**SHORT TASK:** Reproduce verbatim the lines starting with the line that contains "target: man's nose" and ending with the line that contains "(416, 0), (74, 0)]]", with both of those lines included.

**SUPPLIED MATERIAL:**

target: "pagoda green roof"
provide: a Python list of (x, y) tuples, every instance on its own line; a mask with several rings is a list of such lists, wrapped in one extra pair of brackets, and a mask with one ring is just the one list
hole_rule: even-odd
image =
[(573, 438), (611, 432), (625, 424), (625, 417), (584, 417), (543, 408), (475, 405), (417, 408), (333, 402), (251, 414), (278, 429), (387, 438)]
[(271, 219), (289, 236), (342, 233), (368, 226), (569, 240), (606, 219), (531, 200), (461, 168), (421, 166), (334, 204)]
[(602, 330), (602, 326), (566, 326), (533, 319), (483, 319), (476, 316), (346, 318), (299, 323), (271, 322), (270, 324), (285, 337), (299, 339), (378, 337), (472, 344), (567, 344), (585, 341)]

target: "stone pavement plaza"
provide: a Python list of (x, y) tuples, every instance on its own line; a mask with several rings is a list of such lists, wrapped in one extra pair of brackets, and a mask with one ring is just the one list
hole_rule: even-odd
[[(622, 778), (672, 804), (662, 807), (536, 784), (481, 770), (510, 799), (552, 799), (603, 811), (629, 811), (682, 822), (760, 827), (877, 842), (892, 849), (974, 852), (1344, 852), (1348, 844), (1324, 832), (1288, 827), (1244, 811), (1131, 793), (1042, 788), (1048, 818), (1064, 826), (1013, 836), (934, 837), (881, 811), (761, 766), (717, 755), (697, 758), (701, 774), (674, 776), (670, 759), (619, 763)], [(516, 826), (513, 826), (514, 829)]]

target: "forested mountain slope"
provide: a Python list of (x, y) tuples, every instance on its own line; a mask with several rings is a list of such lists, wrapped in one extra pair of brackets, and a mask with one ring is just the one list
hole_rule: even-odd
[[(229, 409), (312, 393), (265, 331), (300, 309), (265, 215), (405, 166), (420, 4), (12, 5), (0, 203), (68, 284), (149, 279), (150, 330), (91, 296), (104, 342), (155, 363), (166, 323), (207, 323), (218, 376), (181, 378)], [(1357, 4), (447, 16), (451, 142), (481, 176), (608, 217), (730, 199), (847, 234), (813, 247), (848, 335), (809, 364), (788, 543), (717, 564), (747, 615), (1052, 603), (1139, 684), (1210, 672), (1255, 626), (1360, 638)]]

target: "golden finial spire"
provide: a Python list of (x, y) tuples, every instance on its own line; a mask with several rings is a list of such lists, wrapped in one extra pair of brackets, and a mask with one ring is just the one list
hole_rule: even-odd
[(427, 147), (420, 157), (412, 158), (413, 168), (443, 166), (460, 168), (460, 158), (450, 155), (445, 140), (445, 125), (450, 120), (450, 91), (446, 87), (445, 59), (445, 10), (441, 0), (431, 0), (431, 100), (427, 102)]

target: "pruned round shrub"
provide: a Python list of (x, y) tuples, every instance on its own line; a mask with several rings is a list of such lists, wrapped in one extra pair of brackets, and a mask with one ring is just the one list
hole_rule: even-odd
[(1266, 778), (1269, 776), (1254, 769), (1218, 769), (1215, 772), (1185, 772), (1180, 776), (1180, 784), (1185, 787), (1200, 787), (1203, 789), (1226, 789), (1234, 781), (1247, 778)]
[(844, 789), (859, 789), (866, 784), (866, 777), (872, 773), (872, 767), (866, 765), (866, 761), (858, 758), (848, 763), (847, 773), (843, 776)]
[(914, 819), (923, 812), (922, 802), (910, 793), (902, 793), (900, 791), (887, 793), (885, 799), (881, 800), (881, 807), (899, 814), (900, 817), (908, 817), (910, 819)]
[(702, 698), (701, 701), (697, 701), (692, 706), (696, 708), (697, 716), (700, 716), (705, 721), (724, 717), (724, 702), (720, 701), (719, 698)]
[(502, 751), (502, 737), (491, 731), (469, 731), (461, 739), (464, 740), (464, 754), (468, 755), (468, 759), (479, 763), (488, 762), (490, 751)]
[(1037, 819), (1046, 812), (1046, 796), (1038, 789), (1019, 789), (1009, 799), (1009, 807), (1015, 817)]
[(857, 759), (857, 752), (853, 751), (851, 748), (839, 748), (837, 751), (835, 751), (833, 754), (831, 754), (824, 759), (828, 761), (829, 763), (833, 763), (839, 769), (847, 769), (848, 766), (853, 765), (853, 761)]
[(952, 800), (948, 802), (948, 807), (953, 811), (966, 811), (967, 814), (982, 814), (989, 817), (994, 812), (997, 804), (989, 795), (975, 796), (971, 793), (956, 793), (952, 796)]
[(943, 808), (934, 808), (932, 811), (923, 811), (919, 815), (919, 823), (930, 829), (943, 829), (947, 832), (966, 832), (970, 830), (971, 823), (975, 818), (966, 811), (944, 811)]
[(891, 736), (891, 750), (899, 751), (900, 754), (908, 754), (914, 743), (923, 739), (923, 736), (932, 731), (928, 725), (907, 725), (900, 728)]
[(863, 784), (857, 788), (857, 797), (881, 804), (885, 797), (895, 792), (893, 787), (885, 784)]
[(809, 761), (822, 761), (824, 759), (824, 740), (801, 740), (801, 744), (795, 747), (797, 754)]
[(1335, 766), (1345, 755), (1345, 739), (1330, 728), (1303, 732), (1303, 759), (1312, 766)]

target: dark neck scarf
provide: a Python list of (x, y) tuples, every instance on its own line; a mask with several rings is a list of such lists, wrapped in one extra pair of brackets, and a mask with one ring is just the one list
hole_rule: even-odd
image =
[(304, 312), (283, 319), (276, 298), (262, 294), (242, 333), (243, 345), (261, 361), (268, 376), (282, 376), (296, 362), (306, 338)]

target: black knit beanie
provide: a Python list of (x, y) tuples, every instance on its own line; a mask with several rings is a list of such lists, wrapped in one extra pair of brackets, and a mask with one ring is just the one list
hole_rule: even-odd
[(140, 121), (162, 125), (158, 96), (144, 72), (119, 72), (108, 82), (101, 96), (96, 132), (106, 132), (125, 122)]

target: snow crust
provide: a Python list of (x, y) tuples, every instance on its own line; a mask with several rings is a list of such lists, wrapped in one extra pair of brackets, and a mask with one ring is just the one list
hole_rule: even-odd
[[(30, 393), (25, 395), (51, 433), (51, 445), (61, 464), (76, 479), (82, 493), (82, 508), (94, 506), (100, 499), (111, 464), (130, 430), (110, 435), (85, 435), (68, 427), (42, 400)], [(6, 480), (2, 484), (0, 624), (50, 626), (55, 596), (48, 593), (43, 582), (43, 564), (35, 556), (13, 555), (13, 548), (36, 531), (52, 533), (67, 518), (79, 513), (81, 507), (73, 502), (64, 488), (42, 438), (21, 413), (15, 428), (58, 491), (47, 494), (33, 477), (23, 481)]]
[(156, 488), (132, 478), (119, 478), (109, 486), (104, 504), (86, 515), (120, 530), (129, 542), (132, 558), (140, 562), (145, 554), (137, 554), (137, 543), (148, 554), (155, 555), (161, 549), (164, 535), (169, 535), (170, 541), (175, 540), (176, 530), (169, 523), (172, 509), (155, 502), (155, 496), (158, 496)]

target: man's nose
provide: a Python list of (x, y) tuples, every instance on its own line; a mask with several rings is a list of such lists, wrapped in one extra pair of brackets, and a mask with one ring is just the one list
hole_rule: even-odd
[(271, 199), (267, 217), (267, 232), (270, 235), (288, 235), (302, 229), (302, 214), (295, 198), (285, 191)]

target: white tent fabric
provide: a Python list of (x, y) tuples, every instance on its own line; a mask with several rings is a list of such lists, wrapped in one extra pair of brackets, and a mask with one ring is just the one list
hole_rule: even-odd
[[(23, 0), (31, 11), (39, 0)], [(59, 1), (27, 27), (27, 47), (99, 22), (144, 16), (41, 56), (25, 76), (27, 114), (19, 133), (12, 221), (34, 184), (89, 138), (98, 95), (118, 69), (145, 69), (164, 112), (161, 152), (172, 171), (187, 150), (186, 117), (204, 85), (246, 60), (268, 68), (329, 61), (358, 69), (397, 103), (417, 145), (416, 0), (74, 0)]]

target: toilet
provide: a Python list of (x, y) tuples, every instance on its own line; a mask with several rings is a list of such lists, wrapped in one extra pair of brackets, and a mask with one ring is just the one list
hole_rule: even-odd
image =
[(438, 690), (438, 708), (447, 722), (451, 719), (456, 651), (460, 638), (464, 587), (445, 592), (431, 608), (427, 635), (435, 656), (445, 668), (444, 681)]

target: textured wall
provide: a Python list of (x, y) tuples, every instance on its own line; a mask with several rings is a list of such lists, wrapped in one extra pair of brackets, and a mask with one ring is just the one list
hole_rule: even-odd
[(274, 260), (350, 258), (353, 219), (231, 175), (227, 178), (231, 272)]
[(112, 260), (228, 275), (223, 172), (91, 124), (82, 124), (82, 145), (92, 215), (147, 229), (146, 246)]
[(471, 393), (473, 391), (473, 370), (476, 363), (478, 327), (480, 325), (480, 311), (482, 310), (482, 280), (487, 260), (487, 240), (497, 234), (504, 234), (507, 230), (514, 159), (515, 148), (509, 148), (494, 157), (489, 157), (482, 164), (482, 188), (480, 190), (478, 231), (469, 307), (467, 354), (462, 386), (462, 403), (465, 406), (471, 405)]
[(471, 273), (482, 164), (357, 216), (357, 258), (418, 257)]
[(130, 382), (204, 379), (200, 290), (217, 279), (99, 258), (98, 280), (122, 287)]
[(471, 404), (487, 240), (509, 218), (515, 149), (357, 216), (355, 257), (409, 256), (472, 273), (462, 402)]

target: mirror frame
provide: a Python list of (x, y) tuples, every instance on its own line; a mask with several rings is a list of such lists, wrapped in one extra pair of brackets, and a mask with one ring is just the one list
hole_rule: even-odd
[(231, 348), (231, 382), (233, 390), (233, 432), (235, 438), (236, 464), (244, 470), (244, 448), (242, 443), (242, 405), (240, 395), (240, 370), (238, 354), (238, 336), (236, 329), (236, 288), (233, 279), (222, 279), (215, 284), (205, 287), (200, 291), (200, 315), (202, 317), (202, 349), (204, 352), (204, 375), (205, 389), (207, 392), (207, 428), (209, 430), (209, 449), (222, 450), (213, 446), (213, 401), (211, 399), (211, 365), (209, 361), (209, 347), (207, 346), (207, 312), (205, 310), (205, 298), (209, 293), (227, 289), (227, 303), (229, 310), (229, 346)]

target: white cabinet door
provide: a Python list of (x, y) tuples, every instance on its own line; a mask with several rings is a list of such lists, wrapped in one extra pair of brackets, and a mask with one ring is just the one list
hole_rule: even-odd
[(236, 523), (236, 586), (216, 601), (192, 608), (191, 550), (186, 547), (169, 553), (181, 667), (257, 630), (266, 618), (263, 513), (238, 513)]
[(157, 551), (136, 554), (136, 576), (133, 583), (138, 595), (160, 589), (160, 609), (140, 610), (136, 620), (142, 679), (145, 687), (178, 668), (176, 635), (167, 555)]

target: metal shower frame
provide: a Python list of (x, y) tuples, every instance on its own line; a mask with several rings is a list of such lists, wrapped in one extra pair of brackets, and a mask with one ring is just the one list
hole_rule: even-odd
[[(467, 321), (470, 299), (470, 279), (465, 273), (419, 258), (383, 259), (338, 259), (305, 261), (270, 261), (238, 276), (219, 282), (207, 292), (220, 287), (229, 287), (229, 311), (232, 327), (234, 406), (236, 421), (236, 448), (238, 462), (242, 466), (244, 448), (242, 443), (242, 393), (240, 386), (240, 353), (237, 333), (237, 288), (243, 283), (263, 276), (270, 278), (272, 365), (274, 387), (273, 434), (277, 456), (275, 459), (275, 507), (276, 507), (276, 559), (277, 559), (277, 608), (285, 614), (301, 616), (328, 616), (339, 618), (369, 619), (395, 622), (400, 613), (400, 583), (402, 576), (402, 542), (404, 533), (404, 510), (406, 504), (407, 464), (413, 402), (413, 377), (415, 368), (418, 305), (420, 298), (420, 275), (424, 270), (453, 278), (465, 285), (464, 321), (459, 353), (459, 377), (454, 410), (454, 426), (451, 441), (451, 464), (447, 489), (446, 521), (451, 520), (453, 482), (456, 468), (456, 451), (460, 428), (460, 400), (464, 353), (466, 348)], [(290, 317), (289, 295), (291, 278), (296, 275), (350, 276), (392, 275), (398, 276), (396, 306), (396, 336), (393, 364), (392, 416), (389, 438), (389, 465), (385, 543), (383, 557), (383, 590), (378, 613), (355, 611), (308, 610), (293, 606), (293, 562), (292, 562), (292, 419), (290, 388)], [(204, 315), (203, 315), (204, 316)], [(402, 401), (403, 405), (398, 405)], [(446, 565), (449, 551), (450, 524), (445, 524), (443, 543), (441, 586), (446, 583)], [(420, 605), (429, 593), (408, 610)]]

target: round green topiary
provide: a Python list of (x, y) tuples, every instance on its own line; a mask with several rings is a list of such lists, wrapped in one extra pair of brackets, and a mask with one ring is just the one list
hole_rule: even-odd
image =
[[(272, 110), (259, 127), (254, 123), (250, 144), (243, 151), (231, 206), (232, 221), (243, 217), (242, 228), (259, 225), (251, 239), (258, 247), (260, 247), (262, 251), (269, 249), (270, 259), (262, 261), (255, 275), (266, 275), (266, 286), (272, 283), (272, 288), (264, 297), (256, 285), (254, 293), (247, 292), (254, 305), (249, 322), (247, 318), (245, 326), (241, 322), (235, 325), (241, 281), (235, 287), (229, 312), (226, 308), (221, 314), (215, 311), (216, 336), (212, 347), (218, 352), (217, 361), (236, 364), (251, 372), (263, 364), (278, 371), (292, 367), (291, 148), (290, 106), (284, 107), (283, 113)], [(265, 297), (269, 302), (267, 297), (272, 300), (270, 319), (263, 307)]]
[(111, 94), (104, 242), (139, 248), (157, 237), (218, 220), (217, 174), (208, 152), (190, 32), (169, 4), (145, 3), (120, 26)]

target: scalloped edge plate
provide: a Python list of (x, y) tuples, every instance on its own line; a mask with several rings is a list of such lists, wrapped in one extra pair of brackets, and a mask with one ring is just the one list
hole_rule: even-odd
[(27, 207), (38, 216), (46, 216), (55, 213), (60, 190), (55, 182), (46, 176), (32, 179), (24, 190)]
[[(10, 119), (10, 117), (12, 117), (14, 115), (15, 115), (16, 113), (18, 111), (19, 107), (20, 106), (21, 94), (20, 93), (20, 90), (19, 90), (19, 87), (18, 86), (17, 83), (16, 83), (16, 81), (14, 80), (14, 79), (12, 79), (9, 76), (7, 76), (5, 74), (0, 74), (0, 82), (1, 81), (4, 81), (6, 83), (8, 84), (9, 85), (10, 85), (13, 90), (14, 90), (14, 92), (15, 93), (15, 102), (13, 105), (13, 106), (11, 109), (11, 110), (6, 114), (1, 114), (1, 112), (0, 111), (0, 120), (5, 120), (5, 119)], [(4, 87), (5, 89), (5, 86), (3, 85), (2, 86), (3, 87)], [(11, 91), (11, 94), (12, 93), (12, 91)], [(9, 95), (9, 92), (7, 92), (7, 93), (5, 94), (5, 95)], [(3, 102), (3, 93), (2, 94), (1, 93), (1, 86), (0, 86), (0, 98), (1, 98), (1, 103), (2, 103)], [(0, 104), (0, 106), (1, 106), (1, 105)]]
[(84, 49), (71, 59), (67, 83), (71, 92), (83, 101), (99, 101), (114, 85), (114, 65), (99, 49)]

**REPLY TO THE EXERCISE:**
target: man's nose
provide: a Python list of (x, y) tuples, every instance on its own line; a mask with several rings is a list of such lists, wrapped in one extra pair of brackets, and a mask with one ring is just the one list
hole_rule: even-odd
[(271, 199), (267, 217), (267, 232), (270, 235), (288, 235), (302, 229), (302, 214), (295, 198), (285, 191)]

target: white tent fabric
provide: a Python list of (x, y) tuples, every instance on its own line; a mask with several rings is a list of such lists, wrapped in one extra pair of brackets, and a mask with one ring is just the one list
hole_rule: even-odd
[[(23, 0), (31, 11), (39, 0)], [(59, 1), (27, 27), (27, 47), (99, 22), (144, 16), (41, 56), (25, 76), (27, 114), (19, 133), (12, 221), (34, 184), (89, 138), (98, 95), (118, 69), (145, 69), (164, 112), (161, 152), (172, 171), (187, 150), (186, 117), (204, 85), (246, 60), (268, 68), (329, 61), (358, 69), (397, 103), (417, 145), (416, 0), (74, 0)]]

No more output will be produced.